(Beginning of Records supplied)

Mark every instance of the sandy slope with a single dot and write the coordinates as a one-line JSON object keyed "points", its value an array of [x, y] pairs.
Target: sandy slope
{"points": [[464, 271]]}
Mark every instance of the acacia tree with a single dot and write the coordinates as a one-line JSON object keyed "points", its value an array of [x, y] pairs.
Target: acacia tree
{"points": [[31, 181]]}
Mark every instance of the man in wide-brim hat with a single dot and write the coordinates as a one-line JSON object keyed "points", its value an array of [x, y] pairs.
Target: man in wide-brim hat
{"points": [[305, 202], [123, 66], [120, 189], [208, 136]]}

(End of Records supplied)
(Beginning of Records supplied)

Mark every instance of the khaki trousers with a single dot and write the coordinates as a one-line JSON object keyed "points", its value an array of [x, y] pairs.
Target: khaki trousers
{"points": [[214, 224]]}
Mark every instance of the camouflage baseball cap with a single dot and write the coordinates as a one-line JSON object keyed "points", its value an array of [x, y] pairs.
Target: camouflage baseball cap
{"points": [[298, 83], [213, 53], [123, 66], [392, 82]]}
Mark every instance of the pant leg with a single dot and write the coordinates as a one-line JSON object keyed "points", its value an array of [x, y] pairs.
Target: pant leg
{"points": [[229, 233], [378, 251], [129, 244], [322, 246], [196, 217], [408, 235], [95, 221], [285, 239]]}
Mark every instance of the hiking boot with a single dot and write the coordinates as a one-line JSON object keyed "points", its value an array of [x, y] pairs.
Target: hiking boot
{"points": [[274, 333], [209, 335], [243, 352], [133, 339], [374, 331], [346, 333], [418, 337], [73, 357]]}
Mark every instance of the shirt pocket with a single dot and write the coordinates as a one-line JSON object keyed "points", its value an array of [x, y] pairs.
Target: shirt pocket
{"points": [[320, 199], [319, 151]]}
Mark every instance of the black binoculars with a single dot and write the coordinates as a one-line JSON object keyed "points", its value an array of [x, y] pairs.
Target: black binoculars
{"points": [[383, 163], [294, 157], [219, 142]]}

(End of Records supplied)

Aim of the exercise: Looking back over the data above, restate word for word the lines that begin at the line with "Target: acacia tree" and end at the line with "Mark every instance of the man", inclusive.

Task result:
Target: acacia tree
{"points": [[31, 181]]}
Mark every instance of the man in wide-brim hat with a single dot and write the coordinates as a one-line JSON object keyed "points", its value an array of [x, y] pairs.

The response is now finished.